_REQUIREMENTS_. Can you turn everything from the line containing "Target: gray beard" down to the last line of the entries into a numbered list, leaving out blank lines?

_EXTRACTED DATA_.

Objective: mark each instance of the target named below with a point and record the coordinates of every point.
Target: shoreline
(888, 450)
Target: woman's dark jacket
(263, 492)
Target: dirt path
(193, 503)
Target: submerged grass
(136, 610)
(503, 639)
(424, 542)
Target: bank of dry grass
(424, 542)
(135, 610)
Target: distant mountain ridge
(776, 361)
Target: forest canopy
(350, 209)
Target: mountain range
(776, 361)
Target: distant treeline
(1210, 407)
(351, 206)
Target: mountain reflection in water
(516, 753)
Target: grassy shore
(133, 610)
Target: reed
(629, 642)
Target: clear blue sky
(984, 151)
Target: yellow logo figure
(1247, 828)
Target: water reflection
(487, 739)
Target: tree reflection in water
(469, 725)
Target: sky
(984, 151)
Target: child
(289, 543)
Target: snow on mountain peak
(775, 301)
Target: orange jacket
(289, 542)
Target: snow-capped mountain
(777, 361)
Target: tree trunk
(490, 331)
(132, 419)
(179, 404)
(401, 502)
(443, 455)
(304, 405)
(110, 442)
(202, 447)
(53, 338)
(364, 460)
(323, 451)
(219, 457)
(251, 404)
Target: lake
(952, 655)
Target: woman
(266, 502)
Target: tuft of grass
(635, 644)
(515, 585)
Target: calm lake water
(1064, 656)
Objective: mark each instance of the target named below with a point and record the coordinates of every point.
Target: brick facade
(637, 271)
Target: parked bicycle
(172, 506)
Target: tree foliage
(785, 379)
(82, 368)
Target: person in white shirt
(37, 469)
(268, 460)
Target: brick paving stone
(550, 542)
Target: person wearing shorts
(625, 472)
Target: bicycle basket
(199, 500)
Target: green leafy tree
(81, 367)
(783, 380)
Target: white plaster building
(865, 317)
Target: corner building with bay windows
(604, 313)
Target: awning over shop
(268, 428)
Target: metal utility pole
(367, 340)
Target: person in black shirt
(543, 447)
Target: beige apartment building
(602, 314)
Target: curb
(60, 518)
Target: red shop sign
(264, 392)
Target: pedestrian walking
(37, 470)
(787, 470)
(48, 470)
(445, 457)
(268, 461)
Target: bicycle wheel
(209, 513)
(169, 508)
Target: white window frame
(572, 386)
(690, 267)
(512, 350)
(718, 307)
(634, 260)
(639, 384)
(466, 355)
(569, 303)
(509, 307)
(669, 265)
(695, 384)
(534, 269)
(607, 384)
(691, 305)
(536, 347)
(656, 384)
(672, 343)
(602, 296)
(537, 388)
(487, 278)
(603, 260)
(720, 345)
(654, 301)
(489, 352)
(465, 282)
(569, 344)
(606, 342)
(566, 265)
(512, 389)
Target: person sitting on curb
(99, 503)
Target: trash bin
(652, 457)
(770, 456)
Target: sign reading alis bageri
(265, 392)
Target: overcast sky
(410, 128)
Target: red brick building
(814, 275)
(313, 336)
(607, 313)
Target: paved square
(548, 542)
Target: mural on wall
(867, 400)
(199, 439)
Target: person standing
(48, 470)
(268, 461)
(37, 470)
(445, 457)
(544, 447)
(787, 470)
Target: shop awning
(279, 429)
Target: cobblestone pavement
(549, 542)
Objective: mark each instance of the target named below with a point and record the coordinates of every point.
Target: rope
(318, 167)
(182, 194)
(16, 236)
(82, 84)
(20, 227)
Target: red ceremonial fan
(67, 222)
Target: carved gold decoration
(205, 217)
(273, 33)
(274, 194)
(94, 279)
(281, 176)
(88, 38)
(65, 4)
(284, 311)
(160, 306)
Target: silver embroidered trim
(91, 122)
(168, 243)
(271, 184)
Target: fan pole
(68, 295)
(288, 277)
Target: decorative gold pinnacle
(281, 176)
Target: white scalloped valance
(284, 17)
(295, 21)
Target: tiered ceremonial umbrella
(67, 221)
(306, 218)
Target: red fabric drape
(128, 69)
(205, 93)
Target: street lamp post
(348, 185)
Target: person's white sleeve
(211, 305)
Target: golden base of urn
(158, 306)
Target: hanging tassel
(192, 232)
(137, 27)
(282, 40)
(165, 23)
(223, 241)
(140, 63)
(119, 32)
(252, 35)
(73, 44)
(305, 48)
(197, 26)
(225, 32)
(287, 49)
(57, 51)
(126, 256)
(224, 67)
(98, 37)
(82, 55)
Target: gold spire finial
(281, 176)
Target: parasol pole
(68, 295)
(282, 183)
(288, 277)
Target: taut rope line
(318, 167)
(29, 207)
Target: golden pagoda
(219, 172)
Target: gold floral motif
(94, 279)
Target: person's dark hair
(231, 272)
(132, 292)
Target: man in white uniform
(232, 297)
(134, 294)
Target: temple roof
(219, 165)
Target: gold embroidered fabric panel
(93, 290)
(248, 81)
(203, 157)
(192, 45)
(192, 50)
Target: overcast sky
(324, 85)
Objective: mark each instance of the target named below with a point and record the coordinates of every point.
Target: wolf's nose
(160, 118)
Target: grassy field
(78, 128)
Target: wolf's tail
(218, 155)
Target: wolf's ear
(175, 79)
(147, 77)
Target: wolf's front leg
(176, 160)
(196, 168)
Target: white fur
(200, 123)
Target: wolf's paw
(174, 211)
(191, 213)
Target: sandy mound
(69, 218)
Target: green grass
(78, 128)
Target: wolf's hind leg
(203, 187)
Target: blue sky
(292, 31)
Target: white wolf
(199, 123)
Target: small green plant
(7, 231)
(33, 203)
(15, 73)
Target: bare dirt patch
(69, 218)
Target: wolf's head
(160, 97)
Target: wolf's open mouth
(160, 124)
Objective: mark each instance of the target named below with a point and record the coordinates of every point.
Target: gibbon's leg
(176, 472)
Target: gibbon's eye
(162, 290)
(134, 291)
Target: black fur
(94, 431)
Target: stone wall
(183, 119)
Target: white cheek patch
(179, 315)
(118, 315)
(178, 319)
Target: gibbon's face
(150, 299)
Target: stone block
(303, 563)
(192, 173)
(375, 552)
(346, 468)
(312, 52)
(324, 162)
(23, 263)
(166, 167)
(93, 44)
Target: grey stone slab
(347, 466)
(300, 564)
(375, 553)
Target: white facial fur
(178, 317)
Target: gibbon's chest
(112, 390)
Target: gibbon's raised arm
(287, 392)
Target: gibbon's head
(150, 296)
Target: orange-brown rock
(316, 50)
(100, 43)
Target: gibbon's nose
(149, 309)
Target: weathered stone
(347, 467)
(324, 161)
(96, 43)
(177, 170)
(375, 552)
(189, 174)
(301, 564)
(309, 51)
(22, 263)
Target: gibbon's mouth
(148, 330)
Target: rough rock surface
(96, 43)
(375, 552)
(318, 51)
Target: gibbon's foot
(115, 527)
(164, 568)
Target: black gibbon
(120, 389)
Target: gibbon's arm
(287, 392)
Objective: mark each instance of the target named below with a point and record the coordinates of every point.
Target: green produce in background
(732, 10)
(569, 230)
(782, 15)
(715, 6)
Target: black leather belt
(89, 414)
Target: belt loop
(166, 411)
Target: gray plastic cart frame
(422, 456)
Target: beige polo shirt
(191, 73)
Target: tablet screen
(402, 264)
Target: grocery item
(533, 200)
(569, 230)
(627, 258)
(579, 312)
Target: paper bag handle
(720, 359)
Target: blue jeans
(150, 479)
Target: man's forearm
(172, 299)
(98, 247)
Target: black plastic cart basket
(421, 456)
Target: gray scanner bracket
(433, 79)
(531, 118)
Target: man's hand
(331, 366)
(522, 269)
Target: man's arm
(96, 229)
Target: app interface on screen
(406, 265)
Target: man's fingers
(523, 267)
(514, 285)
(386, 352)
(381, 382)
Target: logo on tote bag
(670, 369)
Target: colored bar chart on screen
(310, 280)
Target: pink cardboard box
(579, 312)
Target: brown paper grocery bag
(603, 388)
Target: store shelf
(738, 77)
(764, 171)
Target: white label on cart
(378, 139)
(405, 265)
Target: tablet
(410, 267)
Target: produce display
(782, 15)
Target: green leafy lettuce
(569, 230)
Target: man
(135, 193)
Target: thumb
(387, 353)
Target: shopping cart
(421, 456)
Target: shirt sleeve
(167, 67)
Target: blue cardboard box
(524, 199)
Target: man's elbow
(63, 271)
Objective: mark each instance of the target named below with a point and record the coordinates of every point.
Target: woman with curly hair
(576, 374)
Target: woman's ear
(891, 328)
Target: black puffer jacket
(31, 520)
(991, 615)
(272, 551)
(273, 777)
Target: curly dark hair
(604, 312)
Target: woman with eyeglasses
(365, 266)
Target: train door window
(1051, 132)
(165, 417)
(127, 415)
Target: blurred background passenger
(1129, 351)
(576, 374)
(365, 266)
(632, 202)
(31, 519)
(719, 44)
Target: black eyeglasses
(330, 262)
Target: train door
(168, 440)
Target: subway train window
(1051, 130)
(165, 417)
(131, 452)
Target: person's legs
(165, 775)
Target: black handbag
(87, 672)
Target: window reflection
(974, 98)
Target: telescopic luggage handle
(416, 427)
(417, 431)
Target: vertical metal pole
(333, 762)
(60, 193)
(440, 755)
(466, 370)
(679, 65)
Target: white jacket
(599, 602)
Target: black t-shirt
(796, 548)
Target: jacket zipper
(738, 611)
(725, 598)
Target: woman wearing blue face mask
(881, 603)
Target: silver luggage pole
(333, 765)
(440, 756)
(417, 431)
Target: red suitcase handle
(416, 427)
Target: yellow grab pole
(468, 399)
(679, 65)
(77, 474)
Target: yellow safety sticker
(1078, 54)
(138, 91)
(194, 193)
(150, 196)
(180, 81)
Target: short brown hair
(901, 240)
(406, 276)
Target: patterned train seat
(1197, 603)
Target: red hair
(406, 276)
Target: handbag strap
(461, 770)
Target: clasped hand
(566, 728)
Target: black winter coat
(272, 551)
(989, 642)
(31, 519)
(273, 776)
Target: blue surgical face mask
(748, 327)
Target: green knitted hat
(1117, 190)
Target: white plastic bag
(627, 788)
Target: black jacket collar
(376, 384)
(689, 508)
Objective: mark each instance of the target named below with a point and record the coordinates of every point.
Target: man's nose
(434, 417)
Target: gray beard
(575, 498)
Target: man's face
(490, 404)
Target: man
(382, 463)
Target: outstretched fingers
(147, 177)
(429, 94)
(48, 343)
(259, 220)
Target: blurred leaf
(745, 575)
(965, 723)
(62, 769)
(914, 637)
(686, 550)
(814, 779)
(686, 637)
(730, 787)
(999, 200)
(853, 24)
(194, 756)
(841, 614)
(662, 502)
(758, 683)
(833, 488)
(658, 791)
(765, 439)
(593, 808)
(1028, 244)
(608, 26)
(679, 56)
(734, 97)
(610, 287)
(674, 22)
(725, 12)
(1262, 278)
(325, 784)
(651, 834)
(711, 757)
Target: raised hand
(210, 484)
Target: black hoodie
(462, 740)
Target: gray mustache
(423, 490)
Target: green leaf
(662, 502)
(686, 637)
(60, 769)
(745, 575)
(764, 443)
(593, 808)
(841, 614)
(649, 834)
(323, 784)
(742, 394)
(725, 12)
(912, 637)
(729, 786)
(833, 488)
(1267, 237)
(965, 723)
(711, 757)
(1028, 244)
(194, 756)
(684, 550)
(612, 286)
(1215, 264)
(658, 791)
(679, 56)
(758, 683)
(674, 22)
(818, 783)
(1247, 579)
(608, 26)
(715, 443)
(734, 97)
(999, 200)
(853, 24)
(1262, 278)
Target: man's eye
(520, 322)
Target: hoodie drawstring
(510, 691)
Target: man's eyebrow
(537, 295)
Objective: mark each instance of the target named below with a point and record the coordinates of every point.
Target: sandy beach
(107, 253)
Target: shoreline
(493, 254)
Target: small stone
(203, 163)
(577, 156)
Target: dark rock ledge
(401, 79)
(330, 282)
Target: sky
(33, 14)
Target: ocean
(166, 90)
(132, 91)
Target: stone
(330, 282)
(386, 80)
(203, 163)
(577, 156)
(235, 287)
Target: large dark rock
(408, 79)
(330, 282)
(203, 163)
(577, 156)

_RESULT FOR THIS EXERCISE_.
1. Target: gray beard
2. (575, 498)
3. Target: man's face
4. (490, 404)
5. Target: man
6. (382, 463)
7. Target: outstretched fingers
8. (147, 177)
9. (429, 94)
10. (48, 343)
11. (259, 220)
12. Target: blurred leaf
13. (745, 575)
14. (965, 723)
15. (62, 769)
16. (914, 637)
17. (686, 550)
18. (814, 779)
19. (686, 637)
20. (730, 787)
21. (999, 200)
22. (853, 24)
23. (194, 756)
24. (841, 614)
25. (662, 502)
26. (758, 683)
27. (833, 488)
28. (658, 791)
29. (765, 439)
30. (593, 808)
31. (1028, 244)
32. (608, 26)
33. (679, 56)
34. (734, 97)
35. (610, 287)
36. (674, 22)
37. (725, 12)
38. (1262, 278)
39. (325, 784)
40. (651, 834)
41. (711, 757)
42. Target: raised hand
43. (210, 484)
44. Target: black hoodie
45. (462, 740)
46. Target: gray mustache
47. (423, 490)
48. Target: green leaf
49. (662, 502)
50. (686, 637)
51. (60, 769)
52. (745, 575)
53. (764, 443)
54. (593, 808)
55. (841, 614)
56. (649, 834)
57. (323, 784)
58. (742, 394)
59. (725, 12)
60. (912, 637)
61. (729, 786)
62. (833, 488)
63. (1267, 237)
64. (965, 723)
65. (711, 757)
66. (1028, 244)
67. (194, 756)
68. (684, 550)
69. (612, 286)
70. (1215, 264)
71. (658, 791)
72. (679, 56)
73. (758, 683)
74. (674, 22)
75. (818, 783)
76. (1247, 579)
77. (608, 26)
78. (715, 443)
79. (734, 97)
80. (999, 200)
81. (853, 24)
82. (1262, 278)
83. Target: man's eye
84. (520, 322)
85. Target: hoodie drawstring
86. (510, 691)
87. Target: man's eyebrow
88. (537, 295)
89. Objective: mark each instance of the target named below with a point and record the coordinates of every point.
90. Target: sandy beach
91. (107, 253)
92. Target: shoreline
93. (493, 254)
94. Target: small stone
95. (203, 163)
96. (577, 156)
97. Target: dark rock ledge
98. (401, 79)
99. (330, 282)
100. Target: sky
101. (33, 14)
102. Target: ocean
103. (166, 90)
104. (132, 91)
105. Target: stone
106. (330, 282)
107. (386, 80)
108. (203, 163)
109. (577, 156)
110. (235, 287)
111. Target: large dark rock
112. (408, 79)
113. (330, 282)
114. (203, 163)
115. (577, 156)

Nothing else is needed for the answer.